Text excerpt:
|---|

As AI coding agents grow more capable, context — not code — increasingly determines outcomes. Patrick Debois argues that context must be managed with the same lifecycle as code: generate, evaluate, distribute, and observe. Without that discipline, teams stay stuck at the "copy-paste prompt" level. The real goal is testable context, reusable organizational context, and a flywheel of continuous improvement driven by logs and production feedback.
1. Opening: "Has Everyone Tried an AI Coding Agent?"
Debois opens the architect track himself (the track host was unavailable, so he steps in), and to warm up the room he asks the audience to raise their hands — first those who have used an AI coding agent, then those who haven't. Spotting the non-users, he grins and calls them "my people."
"Who in this room has used an AI coding agent? Raise your hand." "Who hasn't? Raise your hand." "Great — my people. Perfect."
He then introduces today's topic: "Context Is the New Code" — or, alternatively, the Context Development Life Cycle (CDLC). He acknowledges the ideas are still rough around the edges, but frames them as the right questions for the AI era.
"This is a bit of an 'unfinished' idea. It's not all figured out. But then again, what is perfectly figured out in AI?"
2. Why Context Has Become the New Code
Debois observes that modern development has shifted from directly writing code to directing AI on how to work. He takes vibe coding — conveying intent and mood through prompts — as a given baseline.
"You're all vibe-coding with prompts now. I barely touch code myself. I just tell the AI, 'Do this differently.'"
He identifies two core shifts:
-
Context is being generated constantly. Instructions, rules, reference material, and accumulated memory have all become artifacts that matter as much as code itself.

|---|

Stored data:
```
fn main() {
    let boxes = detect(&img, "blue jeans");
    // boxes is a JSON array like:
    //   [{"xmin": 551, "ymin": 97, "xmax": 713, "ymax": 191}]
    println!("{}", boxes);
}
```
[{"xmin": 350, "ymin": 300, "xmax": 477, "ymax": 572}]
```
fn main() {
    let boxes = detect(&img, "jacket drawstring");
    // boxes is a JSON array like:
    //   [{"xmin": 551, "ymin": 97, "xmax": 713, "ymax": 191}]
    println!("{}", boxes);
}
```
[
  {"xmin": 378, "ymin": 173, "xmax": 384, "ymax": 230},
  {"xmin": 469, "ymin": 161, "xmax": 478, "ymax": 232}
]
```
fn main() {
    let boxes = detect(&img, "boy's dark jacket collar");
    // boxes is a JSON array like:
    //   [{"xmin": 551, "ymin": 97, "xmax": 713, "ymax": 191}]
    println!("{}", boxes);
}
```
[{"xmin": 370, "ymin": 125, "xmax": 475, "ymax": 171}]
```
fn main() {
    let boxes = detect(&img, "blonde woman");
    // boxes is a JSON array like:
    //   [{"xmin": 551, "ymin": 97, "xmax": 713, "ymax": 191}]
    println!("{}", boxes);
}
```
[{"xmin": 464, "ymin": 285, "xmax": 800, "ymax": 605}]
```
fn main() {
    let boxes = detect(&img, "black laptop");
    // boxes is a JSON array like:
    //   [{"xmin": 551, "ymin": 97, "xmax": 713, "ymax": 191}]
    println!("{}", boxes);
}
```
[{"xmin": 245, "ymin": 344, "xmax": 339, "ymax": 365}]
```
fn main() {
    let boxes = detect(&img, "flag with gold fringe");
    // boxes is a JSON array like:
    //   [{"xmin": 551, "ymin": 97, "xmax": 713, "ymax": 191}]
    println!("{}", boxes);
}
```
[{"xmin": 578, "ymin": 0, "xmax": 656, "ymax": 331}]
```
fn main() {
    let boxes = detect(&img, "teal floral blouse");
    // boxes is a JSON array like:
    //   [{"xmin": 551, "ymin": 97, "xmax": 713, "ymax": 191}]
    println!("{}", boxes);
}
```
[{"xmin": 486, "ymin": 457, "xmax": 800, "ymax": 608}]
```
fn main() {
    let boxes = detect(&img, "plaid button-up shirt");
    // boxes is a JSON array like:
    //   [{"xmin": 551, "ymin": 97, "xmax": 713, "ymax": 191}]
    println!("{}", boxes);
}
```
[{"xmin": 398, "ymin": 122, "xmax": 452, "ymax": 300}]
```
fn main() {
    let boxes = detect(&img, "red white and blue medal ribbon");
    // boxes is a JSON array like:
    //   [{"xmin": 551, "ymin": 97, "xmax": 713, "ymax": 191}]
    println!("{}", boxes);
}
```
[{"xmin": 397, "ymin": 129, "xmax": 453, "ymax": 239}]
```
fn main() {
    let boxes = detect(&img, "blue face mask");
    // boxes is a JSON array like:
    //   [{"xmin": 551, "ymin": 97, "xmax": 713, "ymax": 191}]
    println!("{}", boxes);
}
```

|---|

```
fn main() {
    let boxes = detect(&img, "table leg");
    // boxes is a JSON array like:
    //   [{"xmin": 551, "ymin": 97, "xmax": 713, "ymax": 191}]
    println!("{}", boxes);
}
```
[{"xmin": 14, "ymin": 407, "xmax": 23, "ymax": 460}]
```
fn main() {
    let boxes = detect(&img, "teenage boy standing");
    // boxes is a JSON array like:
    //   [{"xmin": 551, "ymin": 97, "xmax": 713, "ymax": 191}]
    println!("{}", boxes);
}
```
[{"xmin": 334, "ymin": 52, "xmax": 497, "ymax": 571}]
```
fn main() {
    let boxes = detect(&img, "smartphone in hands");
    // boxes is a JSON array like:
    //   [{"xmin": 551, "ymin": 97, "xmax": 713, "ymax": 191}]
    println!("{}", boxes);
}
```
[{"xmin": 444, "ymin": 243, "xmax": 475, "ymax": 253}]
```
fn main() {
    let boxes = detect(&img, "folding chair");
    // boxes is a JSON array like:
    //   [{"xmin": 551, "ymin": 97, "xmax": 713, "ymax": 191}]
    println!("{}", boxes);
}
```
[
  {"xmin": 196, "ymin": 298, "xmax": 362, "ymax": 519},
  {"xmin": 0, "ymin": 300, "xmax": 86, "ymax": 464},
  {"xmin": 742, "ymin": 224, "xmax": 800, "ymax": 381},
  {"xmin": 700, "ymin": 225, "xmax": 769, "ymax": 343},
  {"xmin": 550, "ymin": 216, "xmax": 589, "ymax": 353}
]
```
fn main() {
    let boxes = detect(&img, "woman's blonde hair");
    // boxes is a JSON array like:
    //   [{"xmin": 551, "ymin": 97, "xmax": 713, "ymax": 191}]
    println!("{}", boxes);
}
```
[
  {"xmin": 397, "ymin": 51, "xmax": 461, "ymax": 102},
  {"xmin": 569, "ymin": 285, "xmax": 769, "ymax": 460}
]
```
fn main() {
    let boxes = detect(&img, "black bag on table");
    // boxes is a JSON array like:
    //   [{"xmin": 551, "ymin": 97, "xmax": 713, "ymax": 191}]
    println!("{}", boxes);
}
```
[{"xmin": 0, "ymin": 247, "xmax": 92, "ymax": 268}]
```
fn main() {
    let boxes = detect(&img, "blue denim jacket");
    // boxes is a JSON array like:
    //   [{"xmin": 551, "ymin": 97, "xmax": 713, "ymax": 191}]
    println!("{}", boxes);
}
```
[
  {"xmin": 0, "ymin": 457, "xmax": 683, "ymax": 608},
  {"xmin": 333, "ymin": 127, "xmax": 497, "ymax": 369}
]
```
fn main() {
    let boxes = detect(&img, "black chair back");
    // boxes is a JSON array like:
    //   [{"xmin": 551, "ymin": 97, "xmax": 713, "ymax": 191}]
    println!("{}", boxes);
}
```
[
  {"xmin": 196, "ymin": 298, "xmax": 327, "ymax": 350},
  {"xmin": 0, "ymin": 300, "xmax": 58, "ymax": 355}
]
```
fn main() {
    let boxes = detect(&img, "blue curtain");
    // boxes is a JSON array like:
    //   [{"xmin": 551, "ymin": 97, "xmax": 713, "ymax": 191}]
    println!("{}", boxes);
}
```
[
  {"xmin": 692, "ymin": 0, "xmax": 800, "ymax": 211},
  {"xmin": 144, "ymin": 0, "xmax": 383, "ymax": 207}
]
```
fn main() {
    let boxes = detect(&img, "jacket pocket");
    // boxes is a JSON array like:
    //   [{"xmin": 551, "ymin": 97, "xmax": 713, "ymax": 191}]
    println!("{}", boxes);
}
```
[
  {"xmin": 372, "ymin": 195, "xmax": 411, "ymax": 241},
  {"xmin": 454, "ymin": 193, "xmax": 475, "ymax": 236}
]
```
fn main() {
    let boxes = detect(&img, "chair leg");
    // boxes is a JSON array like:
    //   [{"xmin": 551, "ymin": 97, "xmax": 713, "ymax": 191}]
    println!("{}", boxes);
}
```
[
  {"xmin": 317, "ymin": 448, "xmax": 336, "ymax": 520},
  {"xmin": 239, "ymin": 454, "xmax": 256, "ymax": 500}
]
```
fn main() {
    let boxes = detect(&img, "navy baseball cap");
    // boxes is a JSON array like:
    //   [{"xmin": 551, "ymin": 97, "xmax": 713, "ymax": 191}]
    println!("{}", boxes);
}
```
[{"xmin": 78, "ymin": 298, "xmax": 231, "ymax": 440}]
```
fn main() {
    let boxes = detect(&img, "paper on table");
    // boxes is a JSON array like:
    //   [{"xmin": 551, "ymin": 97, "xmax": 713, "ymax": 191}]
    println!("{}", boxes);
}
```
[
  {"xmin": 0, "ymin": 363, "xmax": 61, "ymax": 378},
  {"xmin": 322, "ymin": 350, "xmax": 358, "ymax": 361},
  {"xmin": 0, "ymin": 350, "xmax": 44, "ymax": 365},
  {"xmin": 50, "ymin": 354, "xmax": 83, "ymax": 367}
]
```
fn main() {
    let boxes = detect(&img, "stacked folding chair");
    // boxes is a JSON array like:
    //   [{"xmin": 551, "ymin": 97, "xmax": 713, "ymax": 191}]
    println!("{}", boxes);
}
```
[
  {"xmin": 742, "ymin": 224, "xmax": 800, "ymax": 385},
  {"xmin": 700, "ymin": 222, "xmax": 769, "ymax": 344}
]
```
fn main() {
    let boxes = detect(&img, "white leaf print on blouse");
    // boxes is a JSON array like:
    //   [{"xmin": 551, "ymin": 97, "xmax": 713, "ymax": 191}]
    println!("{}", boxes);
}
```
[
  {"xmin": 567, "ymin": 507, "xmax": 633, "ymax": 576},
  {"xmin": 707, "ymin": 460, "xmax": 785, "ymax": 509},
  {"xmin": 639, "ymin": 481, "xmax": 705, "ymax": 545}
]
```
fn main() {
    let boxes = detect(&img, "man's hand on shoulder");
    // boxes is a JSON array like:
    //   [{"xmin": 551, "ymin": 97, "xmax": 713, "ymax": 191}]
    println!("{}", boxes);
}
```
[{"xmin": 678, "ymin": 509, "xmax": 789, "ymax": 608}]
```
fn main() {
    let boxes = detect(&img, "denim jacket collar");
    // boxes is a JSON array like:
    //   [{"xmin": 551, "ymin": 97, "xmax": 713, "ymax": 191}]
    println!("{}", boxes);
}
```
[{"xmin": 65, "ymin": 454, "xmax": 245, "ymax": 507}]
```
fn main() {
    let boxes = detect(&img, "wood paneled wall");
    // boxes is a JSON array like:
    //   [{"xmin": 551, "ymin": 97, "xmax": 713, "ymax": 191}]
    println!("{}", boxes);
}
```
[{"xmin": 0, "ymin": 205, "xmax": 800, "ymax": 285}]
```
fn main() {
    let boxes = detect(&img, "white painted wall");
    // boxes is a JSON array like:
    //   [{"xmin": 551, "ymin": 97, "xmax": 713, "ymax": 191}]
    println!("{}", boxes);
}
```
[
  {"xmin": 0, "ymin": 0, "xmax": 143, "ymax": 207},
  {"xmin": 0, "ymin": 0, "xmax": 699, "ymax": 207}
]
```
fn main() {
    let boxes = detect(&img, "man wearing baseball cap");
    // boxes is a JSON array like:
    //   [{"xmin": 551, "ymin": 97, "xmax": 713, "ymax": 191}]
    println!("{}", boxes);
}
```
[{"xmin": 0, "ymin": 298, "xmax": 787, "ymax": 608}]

|---|

Prompt: Please reproduce the entire text on context as the new code, word for word. The items have nothing to do with this.

Your solution:
As AI coding agents grow more capable, context — not code — increasingly determines outcomes. Patrick Debois argues that context must be managed with the same lifecycle as code: generate, evaluate, distribute, and observe. Without that discipline, teams stay stuck at the "copy-paste prompt" level. The real goal is testable context, reusable organizational context, and a flywheel of continuous improvement driven by logs and production feedback.
1. Opening: "Has Everyone Tried an AI Coding Agent?"
Debois opens the architect track himself (the track host was unavailable, so he steps in), and to warm up the room he asks the audience to raise their hands — first those who have used an AI coding agent, then those who haven't. Spotting the non-users, he grins and calls them "my people."
"Who in this room has used an AI coding agent? Raise your hand." "Who hasn't? Raise your hand." "Great — my people. Perfect."
He then introduces today's topic: "Context Is the New Code" — or, alternatively, the Context Development Life Cycle (CDLC). He acknowledges the ideas are still rough around the edges, but frames them as the right questions for the AI era.
"This is a bit of an 'unfinished' idea. It's not all figured out. But then again, what is perfectly figured out in AI?"
2. Why Context Has Become the New Code
Debois observes that modern development has shifted from directly writing code to directing AI on how to work. He takes vibe coding — conveying intent and mood through prompts — as a given baseline.
"You're all vibe-coding with prompts now. I barely touch code myself. I just tell the AI, 'Do this differently.'"
He identifies two core shifts:
-
Context is being generated constantly. Instructions, rules, reference material, and accumulated memory have all become artifacts that matter as much as code itself.